- _Try it_: Reproduce every line of the material, exactly as given.

BEGIN

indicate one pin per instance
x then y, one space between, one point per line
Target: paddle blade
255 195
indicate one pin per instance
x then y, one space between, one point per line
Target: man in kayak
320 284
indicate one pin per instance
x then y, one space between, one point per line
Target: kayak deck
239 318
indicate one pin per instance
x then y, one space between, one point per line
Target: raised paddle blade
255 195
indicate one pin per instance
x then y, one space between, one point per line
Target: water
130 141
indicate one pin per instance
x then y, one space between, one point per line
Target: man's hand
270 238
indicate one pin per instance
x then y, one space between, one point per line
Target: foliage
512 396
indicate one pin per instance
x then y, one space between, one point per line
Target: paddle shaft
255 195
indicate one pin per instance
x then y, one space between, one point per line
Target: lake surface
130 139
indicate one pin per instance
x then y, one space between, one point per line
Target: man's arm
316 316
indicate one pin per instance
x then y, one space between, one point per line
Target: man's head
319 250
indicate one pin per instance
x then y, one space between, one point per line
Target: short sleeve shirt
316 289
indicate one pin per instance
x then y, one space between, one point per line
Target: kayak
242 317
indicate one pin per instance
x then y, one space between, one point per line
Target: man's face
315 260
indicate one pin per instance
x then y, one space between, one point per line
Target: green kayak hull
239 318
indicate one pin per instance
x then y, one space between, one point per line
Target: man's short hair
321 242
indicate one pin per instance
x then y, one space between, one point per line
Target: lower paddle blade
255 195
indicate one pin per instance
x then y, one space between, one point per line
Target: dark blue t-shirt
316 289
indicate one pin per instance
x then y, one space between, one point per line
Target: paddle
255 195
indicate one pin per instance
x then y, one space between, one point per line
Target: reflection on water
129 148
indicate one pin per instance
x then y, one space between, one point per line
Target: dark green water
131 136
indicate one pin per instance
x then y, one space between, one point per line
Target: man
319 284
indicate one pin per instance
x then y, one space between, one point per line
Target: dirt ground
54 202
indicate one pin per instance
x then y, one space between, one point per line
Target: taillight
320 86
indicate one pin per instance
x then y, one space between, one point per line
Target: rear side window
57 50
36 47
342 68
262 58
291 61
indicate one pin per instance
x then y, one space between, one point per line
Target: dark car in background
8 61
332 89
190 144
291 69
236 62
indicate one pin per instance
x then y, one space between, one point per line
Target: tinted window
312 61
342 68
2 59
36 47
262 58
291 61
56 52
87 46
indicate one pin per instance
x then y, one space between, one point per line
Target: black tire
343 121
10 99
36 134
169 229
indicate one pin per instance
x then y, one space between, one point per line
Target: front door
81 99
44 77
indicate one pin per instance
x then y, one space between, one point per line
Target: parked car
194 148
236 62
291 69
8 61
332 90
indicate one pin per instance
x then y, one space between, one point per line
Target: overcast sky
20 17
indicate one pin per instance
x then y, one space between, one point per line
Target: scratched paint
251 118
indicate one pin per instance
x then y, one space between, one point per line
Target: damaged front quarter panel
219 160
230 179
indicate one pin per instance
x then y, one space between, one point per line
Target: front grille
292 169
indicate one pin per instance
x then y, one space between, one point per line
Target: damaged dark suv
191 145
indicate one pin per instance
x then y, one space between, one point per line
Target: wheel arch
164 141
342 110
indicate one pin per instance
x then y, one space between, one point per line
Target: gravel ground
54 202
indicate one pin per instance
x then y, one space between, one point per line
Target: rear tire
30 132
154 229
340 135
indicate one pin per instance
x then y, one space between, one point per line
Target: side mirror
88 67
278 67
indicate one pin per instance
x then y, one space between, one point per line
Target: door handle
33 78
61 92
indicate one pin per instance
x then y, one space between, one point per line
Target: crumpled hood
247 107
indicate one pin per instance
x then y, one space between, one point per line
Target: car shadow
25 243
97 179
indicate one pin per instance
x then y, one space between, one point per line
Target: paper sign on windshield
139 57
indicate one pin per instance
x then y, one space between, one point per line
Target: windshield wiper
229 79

END

- _Task output_:
indicate one pin per instance
x then y, one space between, one point per line
Target: paddle blade
255 195
indicate one pin per instance
x then y, one space between, one point per line
Target: man in kayak
320 284
indicate one pin per instance
x then y, one space between, one point per line
Target: kayak deck
239 318
indicate one pin per instance
x then y, one space between, one point per line
Target: raised paddle blade
255 195
indicate one pin per instance
x then y, one space between, one point per line
Target: water
130 141
indicate one pin per instance
x then y, one space between, one point per line
Target: man's hand
270 238
indicate one pin per instance
x then y, one space between, one point per line
Target: foliage
512 396
indicate one pin per instance
x then y, one space between, one point per line
Target: paddle shaft
255 195
indicate one pin per instance
x then y, one space between, one point per line
Target: lake surface
130 139
indicate one pin per instance
x then y, one space between, one point per line
Target: man's arm
316 316
indicate one pin per instance
x then y, one space between, one point per line
Target: man's head
319 250
indicate one pin per instance
x then y, one space between, one point per line
Target: short sleeve shirt
316 289
indicate one pin per instance
x then y, one space between, one point per line
Target: kayak
242 317
indicate one pin per instance
x then y, one space between, one point per line
Target: man's face
315 260
indicate one pin per instance
x then y, one space between, one point per line
Target: green kayak hull
239 318
indicate one pin per instance
x then y, one space between, one point per line
Target: man's short hair
321 242
indicate one pin per instance
x then y, one space between, one point per line
Target: lower paddle blade
255 195
indicate one pin per instance
x then y, one space between, one point per line
Target: dark blue t-shirt
316 289
indicate one pin per instance
x then y, one space between, one point per line
Target: paddle
255 195
indicate one pin per instance
x then y, one space between, one point per line
Target: reflection on water
129 148
indicate one pin per instance
x then y, one space between, one point per line
Target: dark green water
131 136
indicate one pin per instance
x then y, one space between, one point per line
Target: man
319 284
indicate one pin per instance
x then y, one space between, one point per line
Target: dirt ground
54 202
indicate one pin per instance
x then y, one space between, one point per line
Target: taillight
320 86
indicate one pin per instance
x then y, one space between, one point per line
Target: rear side window
57 50
36 47
342 68
262 58
291 61
indicate one pin per instance
x then y, one space between, one point per line
Target: dark car in background
8 61
332 89
190 144
291 69
236 62
indicate one pin per instance
x then y, one space between, one point per line
Target: tinted window
312 61
342 68
2 59
36 47
262 58
291 61
56 52
87 46
indicate one pin per instance
x then y, one space between, one point per line
Target: black tire
343 121
10 99
36 134
169 229
indicate one pin per instance
x then y, one space between, one point per line
Target: front door
81 99
44 77
indicate one pin per instance
x then y, one space between, one point per line
Target: parked car
194 148
236 62
291 69
8 61
332 90
indicate one pin per instance
x then y, one space between, one point per line
Target: overcast sky
20 17
indicate one pin per instance
x then y, one space between, one point per line
Target: scratched paint
251 118
indicate one pin per instance
x then y, one space between, one point per line
Target: damaged front quarter panel
219 160
230 179
indicate one pin per instance
x then y, one space between, one point per line
Target: front grille
292 169
indicate one pin per instance
x then y, one space between, one point per line
Target: damaged dark suv
191 145
indicate one pin per instance
x then y, one space between, one point per line
Target: wheel arch
164 141
342 110
indicate one pin per instance
x then y, one space between, one point per line
Target: gravel ground
54 202
indicate one pin per instance
x then y, one space between, one point per line
Target: rear tire
30 132
154 229
340 135
indicate one pin per instance
x then y, one space between, one point per line
Target: side mirror
88 67
278 67
indicate one pin per instance
x then y, one space between, one point per line
Target: door handle
33 78
61 92
indicate one pin per instance
x then y, one space between, one point per line
Target: crumpled hood
247 107
indicate one pin per instance
x then y, one space between, one point per line
Target: car shadow
25 243
97 179
indicate one pin per instance
x then y, one space between, one point per line
Target: paper sign on windshield
139 57
indicate one pin per instance
x then y, one space between, one point per line
Target: windshield wiper
229 79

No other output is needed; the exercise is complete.